── Page excerpt ──

Though many clerics at the time were opposed to this decision, they went along with Khomeini because he was such a respected theologian and charismatic political leader. His rare talents, which combined charisma and religious authority, put him in a very unique position of being almost immune to criticism, at least open criticism, within the clerical caste.

But when Khomeini died in 1989, the weakness of the system he had put in place became apparent. His successor, the current Supreme Leader, Ayatollah Khamene’i, had neither Khomeini’s religious credentials as a learned and respected theologian, nor did he have his charisma which would enable him to wield the kind of power that Khomeini had.

This began the current friction among the clerics and sharply divided the clerical caste into three distinct categories: traditionals, who believe clerics should remain outside politics; reformers or modernists, who believe the Supreme Leader should not have absolute powers over state matters, and who are now trying to carve out a formula for an Islamic democracy; and hard-line political clerics who now make up the regime.

The hard-line clerics derived much of their power by aligning themselves with Khamene’i and by working through an intricate network that links Iran’s mosques, prayer halls, and religious foundations. During the time that we spent in Iran, I made several trips to Qom, the Shi’ite center of learning in Iran, to meet some of the clerics and to try to understand and absorb their ideas. It was very clear that carving out an Islamic republic would never be achieved until the clerics could reach a consensus on the scope and power they would have within the state.

The clerics are also grappling with how to apply Islamic laws in ways to meet the modern demands of a vast majority of the population, Iranians who feel that their lives are burdened and bogged down by religion.

One of the most interesting clerics I met was a man named Mohsen Kadivar, who is a Visiting Scholar at Harvard University this year. Mr. Kadivar comes from an enlightened middle-class family and he has devoted his adult life to trying to create a formula for an Islamic state which also allows for republican rule. It is in this way that he believes the Islamic republic failed in its mission since its creation in 1979.

───
── Raw data ──

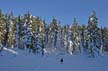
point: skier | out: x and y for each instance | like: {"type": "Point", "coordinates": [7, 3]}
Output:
{"type": "Point", "coordinates": [61, 60]}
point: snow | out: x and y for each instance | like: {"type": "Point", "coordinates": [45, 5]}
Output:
{"type": "Point", "coordinates": [26, 61]}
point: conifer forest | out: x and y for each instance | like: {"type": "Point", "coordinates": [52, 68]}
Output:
{"type": "Point", "coordinates": [27, 32]}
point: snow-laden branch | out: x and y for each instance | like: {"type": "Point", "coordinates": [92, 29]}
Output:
{"type": "Point", "coordinates": [10, 50]}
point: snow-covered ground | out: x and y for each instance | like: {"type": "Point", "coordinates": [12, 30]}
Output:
{"type": "Point", "coordinates": [25, 61]}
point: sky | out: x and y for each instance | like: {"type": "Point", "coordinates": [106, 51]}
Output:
{"type": "Point", "coordinates": [64, 10]}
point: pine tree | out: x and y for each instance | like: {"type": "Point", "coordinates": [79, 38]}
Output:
{"type": "Point", "coordinates": [92, 34]}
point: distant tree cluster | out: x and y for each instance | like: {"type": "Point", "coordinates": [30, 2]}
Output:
{"type": "Point", "coordinates": [35, 34]}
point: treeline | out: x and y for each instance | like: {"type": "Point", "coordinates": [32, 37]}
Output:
{"type": "Point", "coordinates": [35, 34]}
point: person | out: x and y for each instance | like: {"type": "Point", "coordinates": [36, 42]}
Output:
{"type": "Point", "coordinates": [61, 60]}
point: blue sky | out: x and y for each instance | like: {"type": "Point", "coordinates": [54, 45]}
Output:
{"type": "Point", "coordinates": [63, 10]}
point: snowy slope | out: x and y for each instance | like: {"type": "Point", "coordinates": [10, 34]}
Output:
{"type": "Point", "coordinates": [25, 61]}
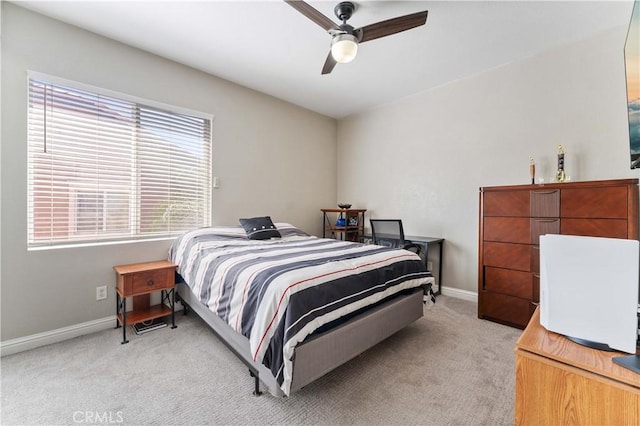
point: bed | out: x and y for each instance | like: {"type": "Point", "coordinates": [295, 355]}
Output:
{"type": "Point", "coordinates": [294, 307]}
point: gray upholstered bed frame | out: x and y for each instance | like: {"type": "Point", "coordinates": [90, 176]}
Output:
{"type": "Point", "coordinates": [319, 353]}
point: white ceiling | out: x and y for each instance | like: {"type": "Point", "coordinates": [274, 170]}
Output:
{"type": "Point", "coordinates": [270, 47]}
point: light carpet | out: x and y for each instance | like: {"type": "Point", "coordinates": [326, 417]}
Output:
{"type": "Point", "coordinates": [448, 368]}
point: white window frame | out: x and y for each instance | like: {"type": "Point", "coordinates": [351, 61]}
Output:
{"type": "Point", "coordinates": [135, 219]}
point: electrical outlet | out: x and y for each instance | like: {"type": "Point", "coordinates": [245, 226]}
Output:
{"type": "Point", "coordinates": [101, 292]}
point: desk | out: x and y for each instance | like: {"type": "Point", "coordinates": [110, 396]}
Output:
{"type": "Point", "coordinates": [559, 382]}
{"type": "Point", "coordinates": [425, 242]}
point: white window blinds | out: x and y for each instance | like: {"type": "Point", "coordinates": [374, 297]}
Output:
{"type": "Point", "coordinates": [102, 168]}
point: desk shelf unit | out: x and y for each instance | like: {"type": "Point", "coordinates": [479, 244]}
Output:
{"type": "Point", "coordinates": [353, 229]}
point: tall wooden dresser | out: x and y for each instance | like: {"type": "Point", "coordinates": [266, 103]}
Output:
{"type": "Point", "coordinates": [512, 218]}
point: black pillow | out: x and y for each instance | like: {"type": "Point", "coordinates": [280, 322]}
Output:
{"type": "Point", "coordinates": [260, 228]}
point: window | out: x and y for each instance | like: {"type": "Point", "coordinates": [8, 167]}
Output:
{"type": "Point", "coordinates": [103, 167]}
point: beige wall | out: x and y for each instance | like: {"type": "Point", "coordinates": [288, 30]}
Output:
{"type": "Point", "coordinates": [272, 158]}
{"type": "Point", "coordinates": [423, 159]}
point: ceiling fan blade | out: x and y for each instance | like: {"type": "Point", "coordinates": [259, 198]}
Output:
{"type": "Point", "coordinates": [328, 64]}
{"type": "Point", "coordinates": [312, 14]}
{"type": "Point", "coordinates": [391, 26]}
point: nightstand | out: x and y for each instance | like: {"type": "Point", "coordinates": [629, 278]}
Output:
{"type": "Point", "coordinates": [139, 280]}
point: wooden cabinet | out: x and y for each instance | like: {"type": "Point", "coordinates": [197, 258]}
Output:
{"type": "Point", "coordinates": [138, 281]}
{"type": "Point", "coordinates": [559, 382]}
{"type": "Point", "coordinates": [512, 218]}
{"type": "Point", "coordinates": [343, 224]}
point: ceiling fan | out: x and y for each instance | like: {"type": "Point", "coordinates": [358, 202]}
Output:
{"type": "Point", "coordinates": [345, 38]}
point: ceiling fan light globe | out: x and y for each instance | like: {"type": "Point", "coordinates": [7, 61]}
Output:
{"type": "Point", "coordinates": [344, 48]}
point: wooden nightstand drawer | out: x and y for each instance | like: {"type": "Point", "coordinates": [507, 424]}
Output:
{"type": "Point", "coordinates": [145, 277]}
{"type": "Point", "coordinates": [138, 281]}
{"type": "Point", "coordinates": [150, 280]}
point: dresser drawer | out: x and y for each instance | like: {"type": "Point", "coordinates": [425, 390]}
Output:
{"type": "Point", "coordinates": [507, 229]}
{"type": "Point", "coordinates": [542, 226]}
{"type": "Point", "coordinates": [545, 203]}
{"type": "Point", "coordinates": [505, 203]}
{"type": "Point", "coordinates": [507, 281]}
{"type": "Point", "coordinates": [507, 255]}
{"type": "Point", "coordinates": [604, 203]}
{"type": "Point", "coordinates": [610, 228]}
{"type": "Point", "coordinates": [505, 309]}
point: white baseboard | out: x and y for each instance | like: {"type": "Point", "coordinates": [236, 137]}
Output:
{"type": "Point", "coordinates": [470, 296]}
{"type": "Point", "coordinates": [54, 336]}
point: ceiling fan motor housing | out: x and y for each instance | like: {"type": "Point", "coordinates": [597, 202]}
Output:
{"type": "Point", "coordinates": [344, 10]}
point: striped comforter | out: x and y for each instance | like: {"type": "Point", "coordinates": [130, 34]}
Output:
{"type": "Point", "coordinates": [276, 292]}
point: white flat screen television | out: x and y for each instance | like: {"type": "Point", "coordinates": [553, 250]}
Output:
{"type": "Point", "coordinates": [589, 289]}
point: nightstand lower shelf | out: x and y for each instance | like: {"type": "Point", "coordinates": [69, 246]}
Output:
{"type": "Point", "coordinates": [145, 313]}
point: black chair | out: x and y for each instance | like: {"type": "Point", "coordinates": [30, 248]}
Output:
{"type": "Point", "coordinates": [389, 232]}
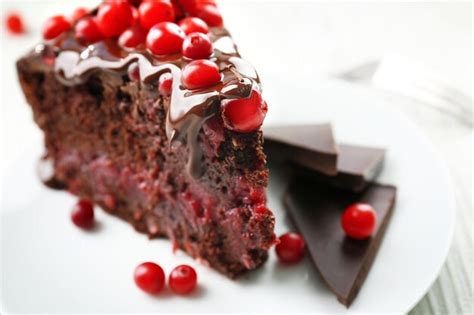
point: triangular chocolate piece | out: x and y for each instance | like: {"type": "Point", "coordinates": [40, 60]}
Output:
{"type": "Point", "coordinates": [316, 210]}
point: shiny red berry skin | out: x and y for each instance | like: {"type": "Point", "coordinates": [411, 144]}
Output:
{"type": "Point", "coordinates": [210, 14]}
{"type": "Point", "coordinates": [359, 221]}
{"type": "Point", "coordinates": [114, 17]}
{"type": "Point", "coordinates": [193, 25]}
{"type": "Point", "coordinates": [132, 37]}
{"type": "Point", "coordinates": [165, 84]}
{"type": "Point", "coordinates": [153, 12]}
{"type": "Point", "coordinates": [291, 247]}
{"type": "Point", "coordinates": [197, 46]}
{"type": "Point", "coordinates": [78, 14]}
{"type": "Point", "coordinates": [182, 279]}
{"type": "Point", "coordinates": [14, 24]}
{"type": "Point", "coordinates": [83, 214]}
{"type": "Point", "coordinates": [165, 38]}
{"type": "Point", "coordinates": [244, 114]}
{"type": "Point", "coordinates": [200, 74]}
{"type": "Point", "coordinates": [149, 277]}
{"type": "Point", "coordinates": [55, 26]}
{"type": "Point", "coordinates": [87, 30]}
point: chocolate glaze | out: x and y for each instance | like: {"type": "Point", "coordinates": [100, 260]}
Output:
{"type": "Point", "coordinates": [188, 109]}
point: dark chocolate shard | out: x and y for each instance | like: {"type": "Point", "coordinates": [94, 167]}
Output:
{"type": "Point", "coordinates": [312, 146]}
{"type": "Point", "coordinates": [342, 262]}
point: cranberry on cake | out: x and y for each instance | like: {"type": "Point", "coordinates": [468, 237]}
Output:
{"type": "Point", "coordinates": [149, 111]}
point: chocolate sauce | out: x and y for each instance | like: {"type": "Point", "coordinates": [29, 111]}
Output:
{"type": "Point", "coordinates": [188, 109]}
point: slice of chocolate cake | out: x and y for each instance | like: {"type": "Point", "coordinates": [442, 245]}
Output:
{"type": "Point", "coordinates": [170, 144]}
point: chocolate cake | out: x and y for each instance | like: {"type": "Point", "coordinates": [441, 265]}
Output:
{"type": "Point", "coordinates": [187, 166]}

───

Actions to take.
1. Recast the paragraph beginning "This began the current friction" from the passage on Iran's clerics as a short list that keeps its main facts.
2. Answer these questions from the passage on Iran's clerics.
(a) In what year did Khomeini die?
(b) Which city, called the Shi'ite center of learning in Iran, did the writer visit several times?
(c) At which university is Mohsen Kadivar a Visiting Scholar this year?
3. Extend the passage on Iran's clerics with a new paragraph that carries on from its final sentence.

Answers.
1.
After Khomeini's death, friction split the clerical caste into three groups:
- Traditionals: clerics should stay out of politics.
- Reformers or modernists: the Supreme Leader should not hold absolute power over state matters, and they are trying to devise a formula for an Islamic democracy.
- Hard-line political clerics: they now make up the regime.

2.
(a) 1989
(b) Qom
(c) Harvard University

3.
One of his central critiques of the current system is that the clerics now must distinguish between those rules in Islam which are eternal and those which are relevant only to a specific time and place. In other words, in the divine state is it subject to change depending upon the will of the people?

Kadivar favors giving Iranians the right to determine which Islamic precepts should apply to their lives in the modern world, and it is this theory which poses a great threat to the conservatives now in power. The conservatives fear that relinquishing such power could eventually make them obsolete. If ordinary Iranians are given the license to define their relationship with God, what role then would that leave for the clerics running the state?

Kadivar’s ideas about the power of the Supreme Leader also made him an enemy of the hard-liners running Iran. In his numerous books and articles, he set out to prove, for example, that there was no evidence, either derived in the Qu’ran or the collective sayings of the Prophet Mohammad, sanctioning the absolute power of the Supreme Leader. He pointed out that in Shi’ite theology, with its traditional disdain for political life, there was no discussion of the proper form of government an Islamic state should have in the absence of the infallible Imams. Mr. Kadivar maintains that believers are in charge of managing their own affairs and that ultimate authority must come from God, not from a fallible human being.

Mr. Kadivar’s views are in direct conflict with one powerful conservative cleric, by the name of Ruhollah Hosseinian, who holds enormous power within hard-line clerical circles. Mr. Hosseinian was one of the few hard-liner clerics willing to speak with me.

Many people cautioned that I should not do this because Hosseinian was feared across Iran because he was believed to be behind the murders of secular intellectuals in the 1990s. When I met him, however, he was very surprising, in that he was nothing like the cardboard figures and the stereotypes that Iranians often described when referring to the hard-liners who ran the regime. He was very clever and pointed out important subjects that are part of our discussion today.

He first explained that the kind of pluralistic system Iranians are striving for would not resemble a Western-style democracy for the simple reason that Western democracies do not have a role for religion within the state. Instead, he said, Iran was what he called a “guided republic,” one that requires supervision by the clerics so that it does not deviate from an Islamic framework.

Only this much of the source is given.